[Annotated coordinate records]
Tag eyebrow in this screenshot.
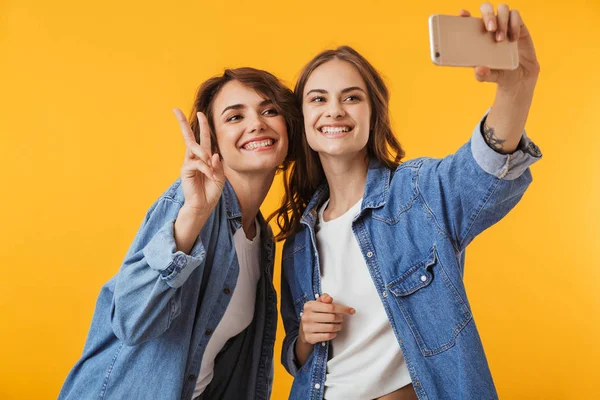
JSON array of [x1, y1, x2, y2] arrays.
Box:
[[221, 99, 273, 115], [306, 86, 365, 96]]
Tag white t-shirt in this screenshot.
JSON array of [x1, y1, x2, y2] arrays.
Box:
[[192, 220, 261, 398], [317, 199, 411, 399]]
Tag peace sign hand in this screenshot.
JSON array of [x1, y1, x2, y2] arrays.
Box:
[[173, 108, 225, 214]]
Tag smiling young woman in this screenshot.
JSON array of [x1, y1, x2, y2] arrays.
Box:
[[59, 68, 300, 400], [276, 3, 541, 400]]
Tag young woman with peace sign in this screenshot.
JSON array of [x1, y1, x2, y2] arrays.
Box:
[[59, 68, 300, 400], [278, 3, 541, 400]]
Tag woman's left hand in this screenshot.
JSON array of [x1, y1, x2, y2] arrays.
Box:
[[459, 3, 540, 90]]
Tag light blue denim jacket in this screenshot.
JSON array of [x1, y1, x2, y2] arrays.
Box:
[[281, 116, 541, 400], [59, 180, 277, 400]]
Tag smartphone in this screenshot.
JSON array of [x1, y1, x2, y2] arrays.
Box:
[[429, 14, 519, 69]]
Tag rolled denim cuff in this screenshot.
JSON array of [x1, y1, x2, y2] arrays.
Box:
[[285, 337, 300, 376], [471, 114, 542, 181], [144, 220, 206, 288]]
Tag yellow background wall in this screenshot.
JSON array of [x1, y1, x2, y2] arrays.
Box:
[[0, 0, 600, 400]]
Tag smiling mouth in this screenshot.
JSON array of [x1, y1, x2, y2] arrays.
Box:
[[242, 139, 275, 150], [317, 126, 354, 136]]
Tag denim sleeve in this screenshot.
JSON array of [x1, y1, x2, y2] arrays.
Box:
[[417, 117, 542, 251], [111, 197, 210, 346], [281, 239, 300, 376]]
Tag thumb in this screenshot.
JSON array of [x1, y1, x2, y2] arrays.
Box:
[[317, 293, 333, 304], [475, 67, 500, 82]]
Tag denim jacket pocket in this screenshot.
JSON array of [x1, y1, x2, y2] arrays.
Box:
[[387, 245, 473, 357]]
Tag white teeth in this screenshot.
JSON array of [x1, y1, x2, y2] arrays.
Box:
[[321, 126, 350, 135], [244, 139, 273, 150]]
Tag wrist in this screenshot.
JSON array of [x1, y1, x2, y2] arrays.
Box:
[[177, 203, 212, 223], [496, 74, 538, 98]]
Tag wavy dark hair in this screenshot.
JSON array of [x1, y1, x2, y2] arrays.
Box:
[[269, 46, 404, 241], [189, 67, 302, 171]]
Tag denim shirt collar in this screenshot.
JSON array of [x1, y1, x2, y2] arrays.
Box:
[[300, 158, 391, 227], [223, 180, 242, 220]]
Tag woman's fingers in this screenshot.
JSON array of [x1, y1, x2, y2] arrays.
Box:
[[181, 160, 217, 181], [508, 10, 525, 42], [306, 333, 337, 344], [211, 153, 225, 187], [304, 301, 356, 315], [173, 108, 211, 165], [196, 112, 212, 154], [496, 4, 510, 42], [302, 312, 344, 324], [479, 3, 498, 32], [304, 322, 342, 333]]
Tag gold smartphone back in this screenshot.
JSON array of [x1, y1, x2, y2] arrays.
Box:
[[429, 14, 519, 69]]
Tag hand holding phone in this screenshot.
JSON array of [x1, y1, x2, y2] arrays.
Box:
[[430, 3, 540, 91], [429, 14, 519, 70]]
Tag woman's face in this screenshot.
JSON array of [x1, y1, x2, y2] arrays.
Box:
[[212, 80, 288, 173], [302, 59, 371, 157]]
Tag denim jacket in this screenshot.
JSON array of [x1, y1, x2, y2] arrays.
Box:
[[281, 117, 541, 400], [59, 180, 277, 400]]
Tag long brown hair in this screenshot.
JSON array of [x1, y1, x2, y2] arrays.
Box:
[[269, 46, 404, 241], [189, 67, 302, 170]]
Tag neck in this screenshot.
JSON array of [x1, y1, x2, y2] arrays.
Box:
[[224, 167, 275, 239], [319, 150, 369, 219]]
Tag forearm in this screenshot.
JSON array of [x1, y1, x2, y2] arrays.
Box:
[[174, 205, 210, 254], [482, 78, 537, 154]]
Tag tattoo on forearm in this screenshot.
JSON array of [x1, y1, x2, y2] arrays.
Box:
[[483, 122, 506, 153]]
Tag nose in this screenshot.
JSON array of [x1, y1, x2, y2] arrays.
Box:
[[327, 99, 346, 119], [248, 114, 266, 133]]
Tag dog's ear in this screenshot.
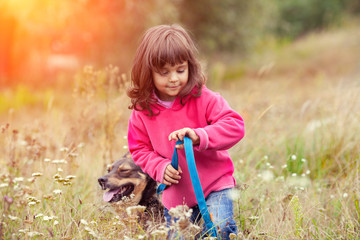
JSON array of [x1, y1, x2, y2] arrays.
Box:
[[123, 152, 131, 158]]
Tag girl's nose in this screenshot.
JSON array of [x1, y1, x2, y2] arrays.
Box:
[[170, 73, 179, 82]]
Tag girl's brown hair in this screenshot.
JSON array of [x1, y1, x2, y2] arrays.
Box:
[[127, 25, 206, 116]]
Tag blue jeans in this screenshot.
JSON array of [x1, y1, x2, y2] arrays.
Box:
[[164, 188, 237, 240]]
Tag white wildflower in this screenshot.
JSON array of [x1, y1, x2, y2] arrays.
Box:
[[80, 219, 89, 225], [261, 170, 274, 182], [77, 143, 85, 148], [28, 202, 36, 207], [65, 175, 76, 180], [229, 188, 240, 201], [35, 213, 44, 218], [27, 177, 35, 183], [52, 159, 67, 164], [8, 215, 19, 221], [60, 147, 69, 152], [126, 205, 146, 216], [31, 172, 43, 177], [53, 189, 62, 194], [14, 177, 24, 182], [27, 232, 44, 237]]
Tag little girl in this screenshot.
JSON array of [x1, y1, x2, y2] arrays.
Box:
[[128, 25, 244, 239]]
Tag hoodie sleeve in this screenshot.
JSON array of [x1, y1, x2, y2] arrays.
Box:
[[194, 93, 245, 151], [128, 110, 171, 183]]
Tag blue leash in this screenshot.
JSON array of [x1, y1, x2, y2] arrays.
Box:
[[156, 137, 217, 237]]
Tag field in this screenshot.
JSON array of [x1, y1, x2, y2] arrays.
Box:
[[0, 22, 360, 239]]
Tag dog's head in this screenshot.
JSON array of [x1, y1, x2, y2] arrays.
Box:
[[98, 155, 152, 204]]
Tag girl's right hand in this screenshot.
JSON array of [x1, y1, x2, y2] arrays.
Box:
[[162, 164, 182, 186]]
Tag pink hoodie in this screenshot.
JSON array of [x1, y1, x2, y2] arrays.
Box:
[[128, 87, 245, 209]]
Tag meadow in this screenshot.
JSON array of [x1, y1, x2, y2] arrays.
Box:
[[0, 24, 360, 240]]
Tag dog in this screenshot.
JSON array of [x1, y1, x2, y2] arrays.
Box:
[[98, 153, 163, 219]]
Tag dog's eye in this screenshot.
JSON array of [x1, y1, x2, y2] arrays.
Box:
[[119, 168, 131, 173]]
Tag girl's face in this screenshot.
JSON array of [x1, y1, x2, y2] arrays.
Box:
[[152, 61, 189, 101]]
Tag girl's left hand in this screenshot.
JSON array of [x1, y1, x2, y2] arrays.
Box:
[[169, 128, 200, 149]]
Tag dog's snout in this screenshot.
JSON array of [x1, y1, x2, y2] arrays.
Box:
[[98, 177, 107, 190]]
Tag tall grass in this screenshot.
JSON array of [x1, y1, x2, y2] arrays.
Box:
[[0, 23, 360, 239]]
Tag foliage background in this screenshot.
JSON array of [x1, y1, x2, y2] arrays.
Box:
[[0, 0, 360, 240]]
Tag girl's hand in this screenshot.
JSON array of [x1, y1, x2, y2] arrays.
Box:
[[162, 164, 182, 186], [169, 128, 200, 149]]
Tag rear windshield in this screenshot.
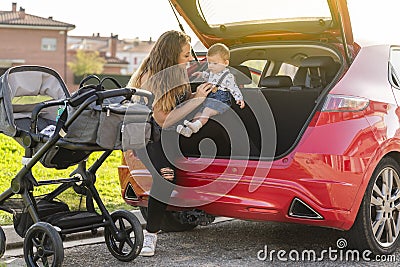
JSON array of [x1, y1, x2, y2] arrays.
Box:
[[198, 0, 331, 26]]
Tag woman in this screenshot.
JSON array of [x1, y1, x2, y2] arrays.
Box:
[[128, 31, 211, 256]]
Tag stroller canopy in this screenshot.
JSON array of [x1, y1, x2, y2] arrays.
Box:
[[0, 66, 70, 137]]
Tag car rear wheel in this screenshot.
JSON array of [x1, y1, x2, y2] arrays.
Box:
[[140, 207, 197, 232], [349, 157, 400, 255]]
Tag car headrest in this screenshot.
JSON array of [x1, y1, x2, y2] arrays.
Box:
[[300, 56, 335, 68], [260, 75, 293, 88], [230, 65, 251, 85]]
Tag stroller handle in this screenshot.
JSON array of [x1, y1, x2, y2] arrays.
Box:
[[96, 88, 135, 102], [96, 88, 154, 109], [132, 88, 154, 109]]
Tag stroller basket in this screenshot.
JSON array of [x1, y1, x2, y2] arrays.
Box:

--

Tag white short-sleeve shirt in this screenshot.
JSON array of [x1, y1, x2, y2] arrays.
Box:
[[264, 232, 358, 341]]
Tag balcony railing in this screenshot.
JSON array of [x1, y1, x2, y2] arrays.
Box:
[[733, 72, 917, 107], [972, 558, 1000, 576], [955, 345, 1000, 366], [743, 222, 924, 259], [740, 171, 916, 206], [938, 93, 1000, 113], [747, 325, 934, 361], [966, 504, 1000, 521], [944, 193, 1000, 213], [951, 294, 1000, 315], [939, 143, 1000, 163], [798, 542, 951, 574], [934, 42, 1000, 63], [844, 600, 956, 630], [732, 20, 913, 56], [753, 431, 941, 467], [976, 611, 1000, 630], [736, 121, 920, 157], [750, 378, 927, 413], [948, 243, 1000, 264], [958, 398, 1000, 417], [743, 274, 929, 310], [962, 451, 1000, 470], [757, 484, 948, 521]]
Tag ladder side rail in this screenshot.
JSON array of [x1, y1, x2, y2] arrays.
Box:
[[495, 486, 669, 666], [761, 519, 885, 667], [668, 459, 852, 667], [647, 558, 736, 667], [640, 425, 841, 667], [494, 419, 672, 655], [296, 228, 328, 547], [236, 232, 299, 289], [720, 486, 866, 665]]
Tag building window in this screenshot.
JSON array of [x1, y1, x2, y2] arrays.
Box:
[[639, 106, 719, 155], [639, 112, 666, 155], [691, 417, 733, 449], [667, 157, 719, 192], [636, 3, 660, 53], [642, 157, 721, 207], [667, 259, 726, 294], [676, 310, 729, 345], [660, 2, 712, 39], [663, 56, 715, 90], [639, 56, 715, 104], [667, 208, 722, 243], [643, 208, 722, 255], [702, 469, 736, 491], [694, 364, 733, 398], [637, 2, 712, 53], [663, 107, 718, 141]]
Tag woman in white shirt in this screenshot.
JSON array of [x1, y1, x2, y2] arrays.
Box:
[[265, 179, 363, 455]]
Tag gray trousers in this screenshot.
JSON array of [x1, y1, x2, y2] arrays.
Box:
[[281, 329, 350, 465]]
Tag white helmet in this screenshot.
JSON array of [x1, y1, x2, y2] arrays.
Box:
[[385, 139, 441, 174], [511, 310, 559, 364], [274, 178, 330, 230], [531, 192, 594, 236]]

==

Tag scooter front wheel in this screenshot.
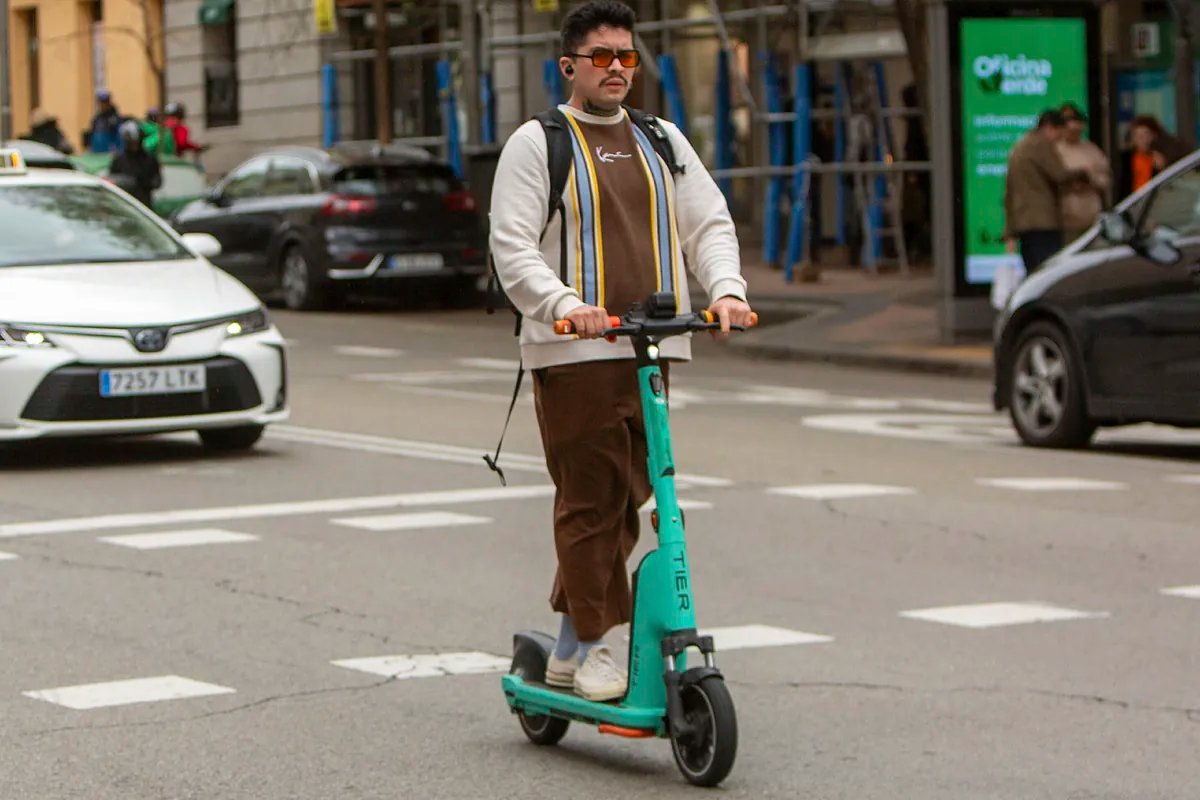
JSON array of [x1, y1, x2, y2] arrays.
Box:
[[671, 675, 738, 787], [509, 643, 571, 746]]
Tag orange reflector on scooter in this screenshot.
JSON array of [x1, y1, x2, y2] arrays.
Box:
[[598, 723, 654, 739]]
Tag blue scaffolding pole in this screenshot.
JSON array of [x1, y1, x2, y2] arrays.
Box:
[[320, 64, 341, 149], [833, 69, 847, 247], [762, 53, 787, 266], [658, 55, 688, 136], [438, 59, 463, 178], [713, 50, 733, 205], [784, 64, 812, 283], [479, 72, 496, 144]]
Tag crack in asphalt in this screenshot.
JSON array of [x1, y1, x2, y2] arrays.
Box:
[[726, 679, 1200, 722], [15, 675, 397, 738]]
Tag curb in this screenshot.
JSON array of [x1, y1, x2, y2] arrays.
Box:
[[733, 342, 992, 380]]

WHAT THE TASK ASKS:
Reproduce the lines from the one containing "Tag long brown hair in this screenshot." through the one containing "[[98, 153, 163, 219]]", including both. Leave out the pictures.

FINAL RESULT:
Tag long brown hair in this screenshot.
JSON array of [x1, y1, x2, y2] arrays.
Box:
[[269, 46, 404, 241], [189, 67, 302, 170]]
Tag neck in this screenshot.
JSON array of [x1, y1, x2, y2] arrays.
Box:
[[224, 167, 275, 239], [319, 150, 369, 219]]
Tag forearm in this screenshot.
JSON array of [x1, y1, x2, y2] arrays.
Box:
[[174, 205, 210, 254], [482, 78, 537, 154]]
Tag tattoo on forearm in this screenshot.
JSON array of [x1, y1, x2, y2] arrays.
Box:
[[483, 122, 506, 153]]
Tag nose in this screenshot.
JSON array of [x1, y1, x2, y2] arrays.
Box:
[[327, 99, 346, 119], [248, 114, 266, 133]]
Tag dog's ear in this screenshot.
JSON array of [x1, y1, x2, y2] arrays.
Box:
[[123, 152, 131, 158]]
Tag girl's nose in this screenshot.
JSON array of [x1, y1, x2, y2] arrays.
Box:
[[170, 73, 179, 82]]
Tag girl's brown hair in this screenshot.
JSON array of [x1, y1, x2, y2] arrays.
Box:
[[127, 25, 206, 116]]
Tag blue jeans in this screenshot.
JSON array of [x1, y1, x2, y2] arrays.
Box:
[[164, 188, 237, 240]]
Tag white wildflower in this screenshot.
JSON array of [x1, y1, x2, y2] arrays.
Box:
[[80, 219, 89, 225], [261, 170, 274, 182], [77, 143, 85, 148], [28, 202, 36, 207], [65, 175, 76, 180], [229, 188, 240, 201], [35, 213, 44, 218], [27, 177, 35, 183], [52, 159, 67, 164], [8, 215, 19, 221], [60, 147, 69, 152], [126, 205, 146, 216], [31, 172, 43, 177], [53, 189, 62, 194], [14, 177, 24, 182], [27, 232, 44, 237]]
Tag little girl in this screenshot.
JSON array of [x1, y1, x2, y2] arrays.
Box:
[[128, 25, 244, 239]]
Tag hoodie sleeve in this screenshot.
JSON array of [x1, y1, x2, y2] arrays.
Box:
[[194, 93, 245, 151], [128, 110, 171, 183]]
Tag blue leash in this screenshot.
JSON array of [x1, y1, x2, y2] arrays.
Box:
[[156, 137, 217, 237]]
Tag field in this screenshot.
JSON array of [x1, y1, x2, y2] arrays.
Box:
[[0, 22, 360, 239]]
Tag dog's head in this screenshot.
JSON array of [x1, y1, x2, y2] arrays.
Box:
[[98, 155, 152, 204]]
Tag girl's right hand in this screenshot.
JSON array of [x1, y1, x2, y2] arrays.
Box:
[[162, 164, 182, 186]]
Tag pink hoodie in this screenshot.
JSON array of [x1, y1, x2, y2] arrays.
Box:
[[128, 87, 245, 209]]
Tag meadow in this screenshot.
JSON array of [x1, y1, x2, y2] arrays.
Box:
[[0, 24, 360, 240]]
Tag dog in this screenshot.
JSON array of [x1, y1, x2, y2] arrays.
Box:
[[98, 153, 163, 219]]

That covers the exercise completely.